Point labeling dataset excerpts

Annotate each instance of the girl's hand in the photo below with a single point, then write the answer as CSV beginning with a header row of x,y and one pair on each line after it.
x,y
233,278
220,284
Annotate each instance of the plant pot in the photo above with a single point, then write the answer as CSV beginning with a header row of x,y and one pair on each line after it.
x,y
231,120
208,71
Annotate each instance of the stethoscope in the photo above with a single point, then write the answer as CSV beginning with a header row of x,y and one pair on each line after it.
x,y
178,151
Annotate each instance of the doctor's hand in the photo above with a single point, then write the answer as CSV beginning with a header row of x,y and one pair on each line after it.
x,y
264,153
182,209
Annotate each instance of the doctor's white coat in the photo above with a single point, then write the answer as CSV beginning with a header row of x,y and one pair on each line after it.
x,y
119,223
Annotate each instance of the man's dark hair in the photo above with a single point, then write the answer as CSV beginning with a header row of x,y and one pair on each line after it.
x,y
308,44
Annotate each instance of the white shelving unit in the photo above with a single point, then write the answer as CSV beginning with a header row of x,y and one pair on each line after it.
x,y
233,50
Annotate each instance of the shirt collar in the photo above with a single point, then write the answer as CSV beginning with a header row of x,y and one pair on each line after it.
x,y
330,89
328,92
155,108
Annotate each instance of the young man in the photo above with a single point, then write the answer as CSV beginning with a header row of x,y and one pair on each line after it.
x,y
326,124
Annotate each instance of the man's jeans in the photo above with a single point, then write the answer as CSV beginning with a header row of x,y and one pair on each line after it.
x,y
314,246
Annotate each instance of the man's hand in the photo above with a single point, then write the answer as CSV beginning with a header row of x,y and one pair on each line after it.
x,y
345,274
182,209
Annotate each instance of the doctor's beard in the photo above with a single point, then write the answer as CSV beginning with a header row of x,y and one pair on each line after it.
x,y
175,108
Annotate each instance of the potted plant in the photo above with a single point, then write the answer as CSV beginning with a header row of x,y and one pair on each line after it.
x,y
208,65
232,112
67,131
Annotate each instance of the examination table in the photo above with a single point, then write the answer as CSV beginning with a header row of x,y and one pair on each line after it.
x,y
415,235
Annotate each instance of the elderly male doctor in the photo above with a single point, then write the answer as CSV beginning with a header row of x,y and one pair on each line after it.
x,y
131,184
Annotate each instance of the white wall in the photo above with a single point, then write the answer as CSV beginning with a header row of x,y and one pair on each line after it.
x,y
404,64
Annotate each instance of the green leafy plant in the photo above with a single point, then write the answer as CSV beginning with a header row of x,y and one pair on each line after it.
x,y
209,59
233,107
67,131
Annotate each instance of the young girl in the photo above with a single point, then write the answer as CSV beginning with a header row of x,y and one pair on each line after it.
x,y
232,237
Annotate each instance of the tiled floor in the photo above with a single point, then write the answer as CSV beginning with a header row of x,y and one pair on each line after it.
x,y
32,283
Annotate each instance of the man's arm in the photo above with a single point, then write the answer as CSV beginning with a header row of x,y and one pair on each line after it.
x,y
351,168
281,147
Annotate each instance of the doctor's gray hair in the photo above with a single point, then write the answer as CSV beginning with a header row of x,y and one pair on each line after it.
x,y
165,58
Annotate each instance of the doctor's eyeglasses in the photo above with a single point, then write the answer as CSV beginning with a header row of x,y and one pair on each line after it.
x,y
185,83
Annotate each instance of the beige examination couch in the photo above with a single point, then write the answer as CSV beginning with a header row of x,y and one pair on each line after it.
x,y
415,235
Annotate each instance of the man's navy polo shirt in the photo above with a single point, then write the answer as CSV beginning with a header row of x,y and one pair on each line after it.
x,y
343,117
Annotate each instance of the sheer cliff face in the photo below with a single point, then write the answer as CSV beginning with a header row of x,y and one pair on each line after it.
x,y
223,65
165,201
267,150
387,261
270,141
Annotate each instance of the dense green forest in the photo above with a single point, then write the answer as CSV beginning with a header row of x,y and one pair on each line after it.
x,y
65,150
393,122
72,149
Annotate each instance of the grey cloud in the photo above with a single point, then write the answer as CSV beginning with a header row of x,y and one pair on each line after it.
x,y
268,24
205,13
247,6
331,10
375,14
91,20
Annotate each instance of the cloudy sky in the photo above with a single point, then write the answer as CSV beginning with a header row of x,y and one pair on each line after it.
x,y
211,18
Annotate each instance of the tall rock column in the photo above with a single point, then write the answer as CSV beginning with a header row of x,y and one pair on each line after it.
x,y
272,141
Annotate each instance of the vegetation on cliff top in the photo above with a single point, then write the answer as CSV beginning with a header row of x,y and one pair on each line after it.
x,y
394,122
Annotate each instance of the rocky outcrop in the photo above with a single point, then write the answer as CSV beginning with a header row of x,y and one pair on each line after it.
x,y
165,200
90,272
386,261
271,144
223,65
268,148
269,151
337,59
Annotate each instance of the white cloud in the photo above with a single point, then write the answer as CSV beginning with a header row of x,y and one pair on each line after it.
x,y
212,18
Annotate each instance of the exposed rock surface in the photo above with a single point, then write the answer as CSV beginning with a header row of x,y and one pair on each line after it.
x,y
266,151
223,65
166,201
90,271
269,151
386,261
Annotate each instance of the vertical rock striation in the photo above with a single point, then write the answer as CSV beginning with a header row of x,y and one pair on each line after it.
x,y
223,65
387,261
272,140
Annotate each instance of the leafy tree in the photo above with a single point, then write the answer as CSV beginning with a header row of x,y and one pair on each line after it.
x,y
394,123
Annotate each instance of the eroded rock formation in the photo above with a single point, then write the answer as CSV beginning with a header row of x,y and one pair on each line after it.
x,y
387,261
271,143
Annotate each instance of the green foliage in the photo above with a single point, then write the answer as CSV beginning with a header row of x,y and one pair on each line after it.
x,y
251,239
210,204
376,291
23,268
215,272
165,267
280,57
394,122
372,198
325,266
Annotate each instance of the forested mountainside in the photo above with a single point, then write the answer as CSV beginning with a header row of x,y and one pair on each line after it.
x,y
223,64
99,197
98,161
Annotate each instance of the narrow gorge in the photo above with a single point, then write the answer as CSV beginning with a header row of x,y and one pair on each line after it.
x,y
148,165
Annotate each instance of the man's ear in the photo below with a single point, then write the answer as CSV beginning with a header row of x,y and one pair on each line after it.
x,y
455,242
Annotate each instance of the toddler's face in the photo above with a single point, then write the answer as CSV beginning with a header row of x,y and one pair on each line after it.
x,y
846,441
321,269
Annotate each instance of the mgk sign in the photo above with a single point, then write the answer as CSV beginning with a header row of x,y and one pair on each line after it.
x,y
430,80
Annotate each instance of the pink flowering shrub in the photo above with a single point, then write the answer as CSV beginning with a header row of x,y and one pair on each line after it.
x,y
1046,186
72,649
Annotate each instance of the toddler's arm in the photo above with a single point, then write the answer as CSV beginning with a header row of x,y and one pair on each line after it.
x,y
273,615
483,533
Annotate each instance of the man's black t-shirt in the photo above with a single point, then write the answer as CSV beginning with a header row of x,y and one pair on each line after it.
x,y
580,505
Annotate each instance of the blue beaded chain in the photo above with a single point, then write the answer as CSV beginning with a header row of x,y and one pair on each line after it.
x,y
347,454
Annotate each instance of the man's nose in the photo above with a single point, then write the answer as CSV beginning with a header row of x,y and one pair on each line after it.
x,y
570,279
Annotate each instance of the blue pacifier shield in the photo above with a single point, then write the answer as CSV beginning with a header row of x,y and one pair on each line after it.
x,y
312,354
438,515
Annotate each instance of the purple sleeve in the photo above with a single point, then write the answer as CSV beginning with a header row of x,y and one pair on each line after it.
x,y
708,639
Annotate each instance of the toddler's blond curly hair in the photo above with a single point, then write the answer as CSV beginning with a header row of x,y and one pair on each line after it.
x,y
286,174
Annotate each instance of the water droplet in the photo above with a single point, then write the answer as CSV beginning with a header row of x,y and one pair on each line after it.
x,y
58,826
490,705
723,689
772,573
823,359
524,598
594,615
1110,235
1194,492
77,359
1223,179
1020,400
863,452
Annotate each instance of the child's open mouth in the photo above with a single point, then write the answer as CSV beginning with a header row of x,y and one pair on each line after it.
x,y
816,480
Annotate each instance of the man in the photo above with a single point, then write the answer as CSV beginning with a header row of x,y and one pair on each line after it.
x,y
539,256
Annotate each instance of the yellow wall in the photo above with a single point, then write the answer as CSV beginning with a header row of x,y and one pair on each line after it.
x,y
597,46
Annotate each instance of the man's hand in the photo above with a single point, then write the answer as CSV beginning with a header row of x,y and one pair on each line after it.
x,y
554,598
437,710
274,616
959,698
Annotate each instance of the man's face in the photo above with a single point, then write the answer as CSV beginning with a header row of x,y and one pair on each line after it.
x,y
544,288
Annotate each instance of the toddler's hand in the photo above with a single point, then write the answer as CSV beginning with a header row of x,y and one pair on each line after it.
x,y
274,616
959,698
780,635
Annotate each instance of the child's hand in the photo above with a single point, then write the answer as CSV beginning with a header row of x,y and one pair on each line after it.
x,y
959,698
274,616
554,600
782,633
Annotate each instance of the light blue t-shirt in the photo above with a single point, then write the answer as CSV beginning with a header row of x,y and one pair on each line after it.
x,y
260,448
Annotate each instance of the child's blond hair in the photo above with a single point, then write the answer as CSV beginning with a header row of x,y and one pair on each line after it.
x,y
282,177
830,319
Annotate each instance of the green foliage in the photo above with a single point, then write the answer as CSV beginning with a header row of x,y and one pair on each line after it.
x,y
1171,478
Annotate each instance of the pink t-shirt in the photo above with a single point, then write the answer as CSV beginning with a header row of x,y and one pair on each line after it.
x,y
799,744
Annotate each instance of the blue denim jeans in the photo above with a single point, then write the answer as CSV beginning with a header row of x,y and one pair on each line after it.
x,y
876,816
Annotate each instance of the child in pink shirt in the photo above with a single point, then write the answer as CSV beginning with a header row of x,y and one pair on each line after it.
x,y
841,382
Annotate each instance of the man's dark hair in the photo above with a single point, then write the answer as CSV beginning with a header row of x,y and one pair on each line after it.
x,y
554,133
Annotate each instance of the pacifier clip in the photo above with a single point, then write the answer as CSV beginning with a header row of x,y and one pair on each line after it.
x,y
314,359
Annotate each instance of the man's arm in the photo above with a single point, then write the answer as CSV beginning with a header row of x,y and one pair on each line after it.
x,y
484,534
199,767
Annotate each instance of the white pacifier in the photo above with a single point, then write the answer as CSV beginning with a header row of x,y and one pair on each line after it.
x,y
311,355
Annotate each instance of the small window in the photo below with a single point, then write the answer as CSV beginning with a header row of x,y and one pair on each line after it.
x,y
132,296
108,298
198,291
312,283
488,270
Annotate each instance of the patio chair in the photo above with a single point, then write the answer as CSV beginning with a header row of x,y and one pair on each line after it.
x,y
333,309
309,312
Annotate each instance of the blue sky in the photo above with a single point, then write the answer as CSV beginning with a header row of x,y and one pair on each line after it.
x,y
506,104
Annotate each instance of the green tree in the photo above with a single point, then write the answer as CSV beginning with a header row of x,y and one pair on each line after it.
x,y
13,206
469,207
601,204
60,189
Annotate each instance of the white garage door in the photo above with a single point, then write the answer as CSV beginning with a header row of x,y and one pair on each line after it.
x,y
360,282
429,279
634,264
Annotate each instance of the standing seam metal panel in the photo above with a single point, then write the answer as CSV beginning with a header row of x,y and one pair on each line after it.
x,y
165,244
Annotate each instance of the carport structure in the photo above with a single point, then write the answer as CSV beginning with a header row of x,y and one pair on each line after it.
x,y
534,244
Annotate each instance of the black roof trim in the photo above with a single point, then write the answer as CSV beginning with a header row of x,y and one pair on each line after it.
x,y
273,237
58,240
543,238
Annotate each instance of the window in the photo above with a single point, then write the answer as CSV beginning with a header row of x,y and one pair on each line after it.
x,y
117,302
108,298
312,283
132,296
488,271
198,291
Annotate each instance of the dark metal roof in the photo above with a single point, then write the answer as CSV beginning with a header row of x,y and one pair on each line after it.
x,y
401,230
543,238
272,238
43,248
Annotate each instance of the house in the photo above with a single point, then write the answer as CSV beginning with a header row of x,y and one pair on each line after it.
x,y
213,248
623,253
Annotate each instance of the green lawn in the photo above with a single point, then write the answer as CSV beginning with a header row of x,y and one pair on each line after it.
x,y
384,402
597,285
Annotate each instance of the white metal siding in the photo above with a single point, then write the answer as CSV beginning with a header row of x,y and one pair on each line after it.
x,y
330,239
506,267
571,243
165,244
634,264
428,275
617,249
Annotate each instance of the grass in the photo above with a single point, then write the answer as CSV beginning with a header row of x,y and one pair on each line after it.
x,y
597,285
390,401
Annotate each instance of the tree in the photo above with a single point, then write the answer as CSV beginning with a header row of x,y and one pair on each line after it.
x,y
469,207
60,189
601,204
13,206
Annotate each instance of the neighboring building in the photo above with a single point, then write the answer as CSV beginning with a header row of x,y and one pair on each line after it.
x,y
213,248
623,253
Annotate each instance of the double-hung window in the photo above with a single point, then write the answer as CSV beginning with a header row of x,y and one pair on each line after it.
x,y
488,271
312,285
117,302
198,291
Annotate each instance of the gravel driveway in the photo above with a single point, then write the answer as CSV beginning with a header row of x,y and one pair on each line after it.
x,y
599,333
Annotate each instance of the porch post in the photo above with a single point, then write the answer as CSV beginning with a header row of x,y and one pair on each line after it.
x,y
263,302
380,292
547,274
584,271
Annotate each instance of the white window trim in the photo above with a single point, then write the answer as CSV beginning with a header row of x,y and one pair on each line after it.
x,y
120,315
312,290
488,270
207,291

**WHAT IS NEEDED**
Find the line containing "Annotate each instance of the tree", then output it and every line after it to the end of the data, exactly.

**RESULT FOR THIS TASK**
Annotate each instance of the tree in the photo above with a single point, then write the answer as CSV beginning with a header row of x,y and one pair on each line after it.
x,y
469,207
60,189
601,204
13,206
Annotate each instance of the neighboring building in the photo above with a single point, then write the answer as CSV beginning with a header row of x,y and one pair on each line after it.
x,y
213,248
623,253
Annotate each instance of the double-hung window in the photo above with a single point, then write the answer as CSV beginning with a header row of x,y and one pair on each line after it.
x,y
488,271
312,285
117,302
198,291
Annotate each instance of the gravel driveway in the photo above with a single point, then write the answer as CSV beginning with a header row of x,y and one pair on each line after it.
x,y
599,333
Annotate each instance of the porch post in the photo above with a single point, then write the answer as CSV beginning with a header row of x,y and one pair on each line after it.
x,y
263,302
380,292
547,274
584,271
Annotate each instance of the white window trim in the photo above with a single point, then write the answer as CSV beginning with a header row of x,y and one pair on each line after it.
x,y
120,315
312,290
488,270
207,291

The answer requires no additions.